Problem - Copy the listing below word for word, from its first line through the line that contains "positive clicks: (120, 19)".

Material supplied -

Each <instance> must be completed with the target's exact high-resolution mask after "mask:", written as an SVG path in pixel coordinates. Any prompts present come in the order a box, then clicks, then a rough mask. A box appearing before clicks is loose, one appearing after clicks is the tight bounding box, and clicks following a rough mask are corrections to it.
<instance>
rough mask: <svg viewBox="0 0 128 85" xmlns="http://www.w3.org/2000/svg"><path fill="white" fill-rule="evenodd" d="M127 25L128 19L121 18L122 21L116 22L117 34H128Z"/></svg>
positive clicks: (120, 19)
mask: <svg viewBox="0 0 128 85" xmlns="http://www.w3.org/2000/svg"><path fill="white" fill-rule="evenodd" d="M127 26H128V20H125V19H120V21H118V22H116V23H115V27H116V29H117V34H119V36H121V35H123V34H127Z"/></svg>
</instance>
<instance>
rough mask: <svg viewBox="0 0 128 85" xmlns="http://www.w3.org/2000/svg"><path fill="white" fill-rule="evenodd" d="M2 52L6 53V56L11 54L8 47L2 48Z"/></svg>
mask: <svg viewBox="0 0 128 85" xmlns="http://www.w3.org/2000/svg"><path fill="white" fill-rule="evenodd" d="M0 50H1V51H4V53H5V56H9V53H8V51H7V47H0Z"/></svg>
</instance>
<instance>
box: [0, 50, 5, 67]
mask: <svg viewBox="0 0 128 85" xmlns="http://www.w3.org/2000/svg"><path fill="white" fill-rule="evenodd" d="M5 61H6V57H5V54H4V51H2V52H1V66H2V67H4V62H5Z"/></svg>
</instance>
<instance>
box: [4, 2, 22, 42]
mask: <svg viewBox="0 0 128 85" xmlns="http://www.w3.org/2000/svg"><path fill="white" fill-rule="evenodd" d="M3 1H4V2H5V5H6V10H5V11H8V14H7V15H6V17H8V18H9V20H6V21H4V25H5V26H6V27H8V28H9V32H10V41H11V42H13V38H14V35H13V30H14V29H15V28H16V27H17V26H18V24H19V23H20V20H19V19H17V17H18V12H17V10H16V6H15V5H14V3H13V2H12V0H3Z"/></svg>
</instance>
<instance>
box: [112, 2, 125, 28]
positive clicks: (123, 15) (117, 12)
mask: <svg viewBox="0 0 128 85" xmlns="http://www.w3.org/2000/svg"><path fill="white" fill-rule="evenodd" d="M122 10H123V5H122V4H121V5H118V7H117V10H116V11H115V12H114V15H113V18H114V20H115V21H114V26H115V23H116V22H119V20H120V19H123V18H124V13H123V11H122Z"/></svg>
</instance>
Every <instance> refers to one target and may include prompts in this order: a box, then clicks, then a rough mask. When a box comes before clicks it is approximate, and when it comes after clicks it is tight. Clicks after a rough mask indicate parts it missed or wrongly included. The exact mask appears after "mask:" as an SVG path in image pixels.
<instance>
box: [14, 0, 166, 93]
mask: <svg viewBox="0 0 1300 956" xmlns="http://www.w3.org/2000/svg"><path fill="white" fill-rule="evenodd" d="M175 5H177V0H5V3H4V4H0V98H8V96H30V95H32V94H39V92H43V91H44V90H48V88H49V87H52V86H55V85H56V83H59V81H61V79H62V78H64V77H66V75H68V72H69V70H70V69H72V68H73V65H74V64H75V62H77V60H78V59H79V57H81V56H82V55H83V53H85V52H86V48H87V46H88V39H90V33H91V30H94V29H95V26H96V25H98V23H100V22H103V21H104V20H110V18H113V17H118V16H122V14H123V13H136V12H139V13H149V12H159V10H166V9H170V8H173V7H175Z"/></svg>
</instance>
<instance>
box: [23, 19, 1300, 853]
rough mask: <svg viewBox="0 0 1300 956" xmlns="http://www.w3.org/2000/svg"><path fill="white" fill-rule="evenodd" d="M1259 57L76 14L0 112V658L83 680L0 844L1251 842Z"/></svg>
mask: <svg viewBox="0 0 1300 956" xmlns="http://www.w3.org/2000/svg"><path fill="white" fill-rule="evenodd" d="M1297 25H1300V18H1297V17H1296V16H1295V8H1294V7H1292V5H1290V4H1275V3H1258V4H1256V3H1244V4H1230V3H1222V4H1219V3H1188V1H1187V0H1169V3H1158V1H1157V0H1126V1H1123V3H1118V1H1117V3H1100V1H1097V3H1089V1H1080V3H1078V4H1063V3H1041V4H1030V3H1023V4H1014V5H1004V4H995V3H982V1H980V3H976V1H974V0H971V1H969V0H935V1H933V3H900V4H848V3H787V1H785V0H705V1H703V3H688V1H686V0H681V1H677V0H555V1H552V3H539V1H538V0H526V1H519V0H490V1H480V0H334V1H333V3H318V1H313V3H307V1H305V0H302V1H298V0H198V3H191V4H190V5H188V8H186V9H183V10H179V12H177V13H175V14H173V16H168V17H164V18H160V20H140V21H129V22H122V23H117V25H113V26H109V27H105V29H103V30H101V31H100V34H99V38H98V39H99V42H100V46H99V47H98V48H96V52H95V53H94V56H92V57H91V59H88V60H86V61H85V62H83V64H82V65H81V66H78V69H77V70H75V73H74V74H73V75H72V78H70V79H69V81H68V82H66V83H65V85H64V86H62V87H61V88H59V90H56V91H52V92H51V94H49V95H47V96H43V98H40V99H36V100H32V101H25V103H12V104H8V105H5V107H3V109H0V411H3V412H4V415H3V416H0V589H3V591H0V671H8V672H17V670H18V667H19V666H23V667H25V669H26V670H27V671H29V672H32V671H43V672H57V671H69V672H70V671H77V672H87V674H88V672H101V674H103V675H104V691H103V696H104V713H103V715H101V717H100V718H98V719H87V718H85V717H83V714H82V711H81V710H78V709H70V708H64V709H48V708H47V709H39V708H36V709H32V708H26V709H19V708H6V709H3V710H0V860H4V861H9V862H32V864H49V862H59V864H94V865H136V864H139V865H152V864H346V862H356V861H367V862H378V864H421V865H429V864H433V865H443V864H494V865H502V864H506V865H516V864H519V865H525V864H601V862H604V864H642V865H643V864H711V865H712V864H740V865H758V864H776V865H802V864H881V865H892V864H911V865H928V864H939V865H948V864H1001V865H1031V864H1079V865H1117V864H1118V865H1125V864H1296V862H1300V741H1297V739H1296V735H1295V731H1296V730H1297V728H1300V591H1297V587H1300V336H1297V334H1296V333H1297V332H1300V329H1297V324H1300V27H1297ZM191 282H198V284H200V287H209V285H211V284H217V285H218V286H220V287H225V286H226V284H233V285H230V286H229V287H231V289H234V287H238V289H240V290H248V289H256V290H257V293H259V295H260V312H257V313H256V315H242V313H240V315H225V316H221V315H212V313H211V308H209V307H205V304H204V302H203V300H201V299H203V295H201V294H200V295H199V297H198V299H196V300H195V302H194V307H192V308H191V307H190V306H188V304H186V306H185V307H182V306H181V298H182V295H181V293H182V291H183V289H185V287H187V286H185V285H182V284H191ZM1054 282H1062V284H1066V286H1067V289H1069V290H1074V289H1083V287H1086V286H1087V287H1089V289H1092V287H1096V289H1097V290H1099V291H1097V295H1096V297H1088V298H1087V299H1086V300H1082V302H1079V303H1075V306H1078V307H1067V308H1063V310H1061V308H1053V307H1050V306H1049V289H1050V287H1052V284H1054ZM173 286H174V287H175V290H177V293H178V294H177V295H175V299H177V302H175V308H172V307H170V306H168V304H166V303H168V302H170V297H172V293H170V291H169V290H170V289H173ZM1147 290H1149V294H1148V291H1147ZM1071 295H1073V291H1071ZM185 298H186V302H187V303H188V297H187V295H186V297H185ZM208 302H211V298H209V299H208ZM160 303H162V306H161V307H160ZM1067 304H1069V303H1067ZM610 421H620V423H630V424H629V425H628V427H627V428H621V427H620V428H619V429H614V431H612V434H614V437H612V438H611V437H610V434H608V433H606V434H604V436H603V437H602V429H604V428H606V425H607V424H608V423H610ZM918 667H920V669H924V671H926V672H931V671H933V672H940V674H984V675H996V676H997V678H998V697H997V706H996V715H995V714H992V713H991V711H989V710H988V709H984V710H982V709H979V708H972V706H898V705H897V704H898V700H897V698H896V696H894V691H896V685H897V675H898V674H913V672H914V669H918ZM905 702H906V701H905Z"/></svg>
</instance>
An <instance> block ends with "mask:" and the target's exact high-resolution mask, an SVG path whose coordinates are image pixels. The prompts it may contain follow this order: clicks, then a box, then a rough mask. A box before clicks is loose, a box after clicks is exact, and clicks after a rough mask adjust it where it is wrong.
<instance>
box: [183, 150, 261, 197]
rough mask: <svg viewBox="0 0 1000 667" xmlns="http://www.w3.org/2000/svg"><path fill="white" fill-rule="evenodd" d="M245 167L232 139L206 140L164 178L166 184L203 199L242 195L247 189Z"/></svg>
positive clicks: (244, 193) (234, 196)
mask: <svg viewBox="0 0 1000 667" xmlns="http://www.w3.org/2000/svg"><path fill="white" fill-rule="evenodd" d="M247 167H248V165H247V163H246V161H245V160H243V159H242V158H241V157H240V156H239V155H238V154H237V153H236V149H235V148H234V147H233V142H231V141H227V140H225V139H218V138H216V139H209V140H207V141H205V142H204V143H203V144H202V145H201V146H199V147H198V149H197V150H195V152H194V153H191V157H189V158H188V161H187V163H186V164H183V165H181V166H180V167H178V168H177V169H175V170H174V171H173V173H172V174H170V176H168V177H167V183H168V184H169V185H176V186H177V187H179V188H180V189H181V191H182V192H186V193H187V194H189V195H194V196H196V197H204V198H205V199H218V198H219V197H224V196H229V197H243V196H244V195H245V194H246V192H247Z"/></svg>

Task result -
Each <instance> must be completed with the target's exact high-resolution mask after "mask:", written as an SVG path in pixel coordinates. Any prompts present come in the order a box, then clicks, then a rough mask. A box appearing before clicks is loose, one appearing after clicks is the tight bounding box, and clicks following a rough mask are corrections to it.
<instance>
rough mask: <svg viewBox="0 0 128 85" xmlns="http://www.w3.org/2000/svg"><path fill="white" fill-rule="evenodd" d="M127 25L128 19L121 18L122 21L116 22L117 34H128Z"/></svg>
positive clicks: (120, 19)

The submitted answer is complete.